→ **Objectif énoncé A**
Produisez la copie fidèle du passage de l'extrait fourni qui débute aux mots « Cinquante-quatrième session du » et s'achève après les mots « cours des choses. ».

→ **Extrait fourni**

━━━━

Nicaragua : détérioration continue et généralisée des droits humains

Interactive Dialogue on Nicaragua

12 Septembre 2023

Une manifestante brandit une banderole réclamant la liberté des prisonniers politiques au Nicaragua lors d’une marche organisée par les Nicaraguayens exilés au Costa Rica pour protester contre les élections municipales des maires, adjoints au maire et conseillers municipaux au Nicaragua, à San José, Costa Rica, le 6 novembre 2022. © REUTERS/Mayela Lopez

Prononcé par

Volker Türk, Haut-Commissaire des Nations Unies aux droits de l’homme

À

Cinquante-quatrième session du Conseil des droits de l’homme

Monsieur le Vice-Président,
Excellences,
chers collègues,

Je suis profondément attristé par la détérioration continue et généralisée des droits humains au Nicaragua. Les politiques visant à punir et enfermer les personnes qui expriment leurs opinions, et à renforcer l’isolement du pays ne servent pas les intérêts du peuple nicaraguayen ni ceux des autorités. J’espère qu’au cours de notre dialogue d’aujourd’hui, ce Conseil sera en mesure de trouver des solutions et de suggérer de nouvelles idées susceptibles d’aider les autorités à inverser le cours des choses.

━━━━

→ **Extrait des données**
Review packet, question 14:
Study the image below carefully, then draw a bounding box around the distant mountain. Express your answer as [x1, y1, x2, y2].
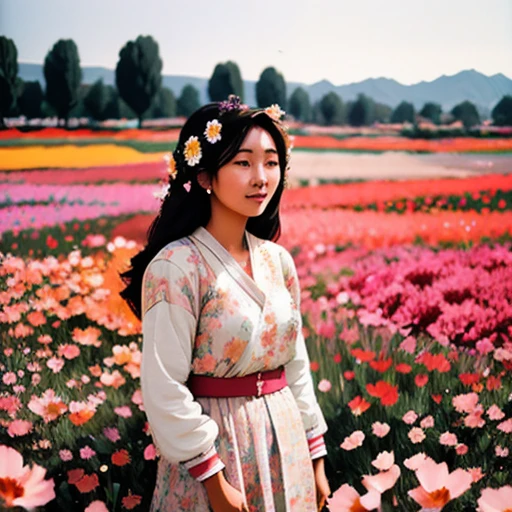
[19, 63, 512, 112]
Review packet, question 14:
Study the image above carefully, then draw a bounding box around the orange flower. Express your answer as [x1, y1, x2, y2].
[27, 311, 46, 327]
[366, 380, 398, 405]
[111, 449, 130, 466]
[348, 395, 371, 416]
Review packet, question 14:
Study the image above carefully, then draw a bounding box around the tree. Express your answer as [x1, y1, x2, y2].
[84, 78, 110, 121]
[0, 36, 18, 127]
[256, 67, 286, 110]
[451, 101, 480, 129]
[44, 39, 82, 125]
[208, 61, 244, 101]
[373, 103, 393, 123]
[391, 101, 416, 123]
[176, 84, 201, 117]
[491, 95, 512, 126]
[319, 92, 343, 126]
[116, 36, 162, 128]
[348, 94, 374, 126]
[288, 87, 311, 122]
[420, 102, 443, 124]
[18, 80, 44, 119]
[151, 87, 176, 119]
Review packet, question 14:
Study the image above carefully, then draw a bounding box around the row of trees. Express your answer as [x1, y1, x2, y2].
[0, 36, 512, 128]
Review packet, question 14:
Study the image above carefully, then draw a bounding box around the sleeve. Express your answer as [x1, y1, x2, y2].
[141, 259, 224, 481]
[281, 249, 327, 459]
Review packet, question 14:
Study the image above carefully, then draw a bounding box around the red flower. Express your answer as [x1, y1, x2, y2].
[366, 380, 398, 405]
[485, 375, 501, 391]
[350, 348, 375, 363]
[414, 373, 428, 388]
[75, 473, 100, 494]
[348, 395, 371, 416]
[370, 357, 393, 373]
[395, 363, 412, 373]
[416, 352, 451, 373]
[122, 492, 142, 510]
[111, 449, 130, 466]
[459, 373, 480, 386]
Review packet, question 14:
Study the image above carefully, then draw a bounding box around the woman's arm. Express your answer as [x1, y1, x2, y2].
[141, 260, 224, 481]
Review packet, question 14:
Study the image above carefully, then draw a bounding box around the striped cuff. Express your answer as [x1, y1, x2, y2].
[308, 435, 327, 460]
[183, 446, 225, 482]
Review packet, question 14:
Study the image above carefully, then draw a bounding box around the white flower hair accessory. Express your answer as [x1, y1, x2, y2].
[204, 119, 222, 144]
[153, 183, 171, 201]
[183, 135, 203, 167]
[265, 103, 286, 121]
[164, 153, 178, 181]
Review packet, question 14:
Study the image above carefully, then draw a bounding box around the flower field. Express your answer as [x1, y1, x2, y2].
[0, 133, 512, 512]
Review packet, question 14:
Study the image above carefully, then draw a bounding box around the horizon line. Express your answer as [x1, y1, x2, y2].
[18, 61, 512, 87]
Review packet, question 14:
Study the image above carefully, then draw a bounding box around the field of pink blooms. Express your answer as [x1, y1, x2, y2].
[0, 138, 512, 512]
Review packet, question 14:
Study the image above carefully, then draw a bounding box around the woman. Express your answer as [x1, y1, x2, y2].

━━━━

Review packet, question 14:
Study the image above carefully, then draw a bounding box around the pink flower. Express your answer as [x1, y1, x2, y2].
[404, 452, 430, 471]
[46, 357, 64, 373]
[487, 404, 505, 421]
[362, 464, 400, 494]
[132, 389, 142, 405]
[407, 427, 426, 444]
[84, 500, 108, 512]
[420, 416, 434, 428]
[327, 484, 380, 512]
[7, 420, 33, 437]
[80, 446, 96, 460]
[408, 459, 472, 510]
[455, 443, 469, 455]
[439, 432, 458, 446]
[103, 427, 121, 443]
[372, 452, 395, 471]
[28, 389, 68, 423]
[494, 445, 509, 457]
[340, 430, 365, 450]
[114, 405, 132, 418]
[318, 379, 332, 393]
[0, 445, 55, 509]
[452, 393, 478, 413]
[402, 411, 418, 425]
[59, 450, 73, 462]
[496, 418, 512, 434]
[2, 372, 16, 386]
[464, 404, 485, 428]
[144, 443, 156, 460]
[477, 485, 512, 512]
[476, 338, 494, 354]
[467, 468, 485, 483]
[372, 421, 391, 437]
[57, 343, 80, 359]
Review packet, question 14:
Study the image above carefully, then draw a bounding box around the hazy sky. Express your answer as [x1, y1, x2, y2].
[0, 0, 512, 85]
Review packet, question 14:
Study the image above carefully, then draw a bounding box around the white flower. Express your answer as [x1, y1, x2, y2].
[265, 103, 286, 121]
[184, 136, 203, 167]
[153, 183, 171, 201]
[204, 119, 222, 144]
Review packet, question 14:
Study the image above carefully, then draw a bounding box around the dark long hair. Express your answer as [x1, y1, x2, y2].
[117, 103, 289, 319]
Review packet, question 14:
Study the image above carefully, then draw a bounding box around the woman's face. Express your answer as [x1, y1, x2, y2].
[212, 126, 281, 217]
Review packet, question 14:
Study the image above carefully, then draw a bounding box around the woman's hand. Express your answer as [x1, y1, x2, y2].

━━━━

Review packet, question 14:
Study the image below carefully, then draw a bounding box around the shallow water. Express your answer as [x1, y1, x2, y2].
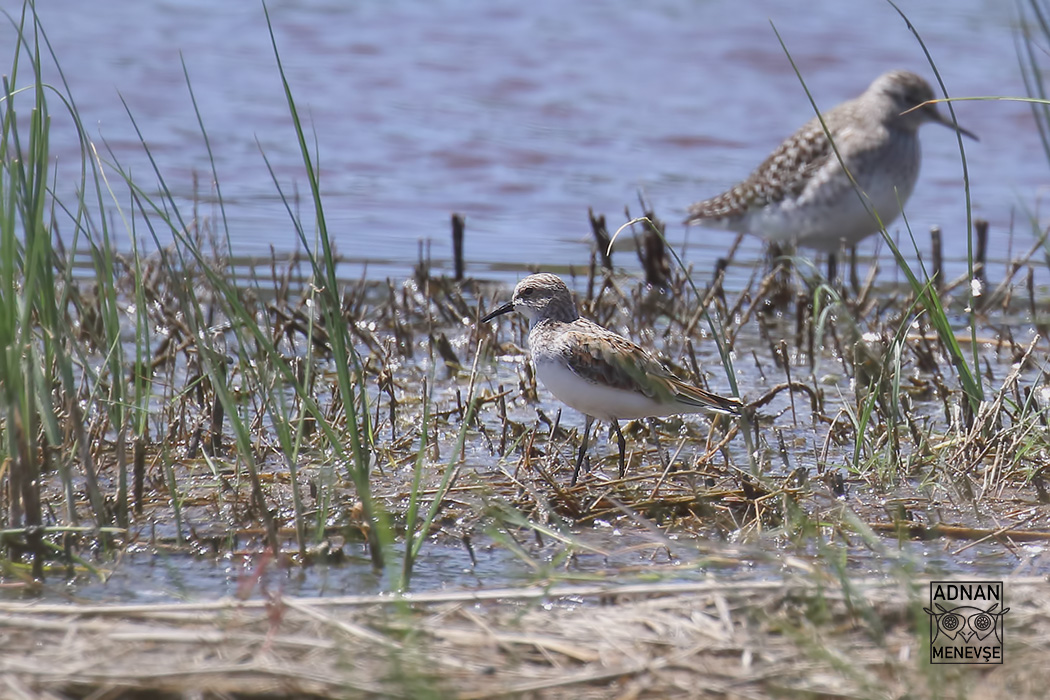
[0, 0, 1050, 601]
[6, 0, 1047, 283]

━━━━

→ **Objectif énoncé B**
Rassemblez, en les recopiant, toutes les lignes des enregistrements qui contiennent le mot « hair ». La casse doit être respectée.

→ **Sortie intégrale A**
Cinquante-quatrième session du Conseil des droits de l’homme

Monsieur le Vice-Président,
Excellences,
chers collègues,

Je suis profondément attristé par la détérioration continue et généralisée des droits humains au Nicaragua. Les politiques visant à punir et enfermer les personnes qui expriment leurs opinions, et à renforcer l’isolement du pays ne servent pas les intérêts du peuple nicaraguayen ni ceux des autorités. J’espère qu’au cours de notre dialogue d’aujourd’hui, ce Conseil sera en mesure de trouver des solutions et de suggérer de nouvelles idées susceptibles d’aider les autorités à inverser le cours des choses.

→ **Sortie intégrale B**
Study the image above carefully, then draw a bounding box around the white flower hair accessory. Express your answer as [x1, y1, x2, y2].
Study the image above carefully, then draw a bounding box around the dark long hair. Express your answer as [x1, y1, x2, y2].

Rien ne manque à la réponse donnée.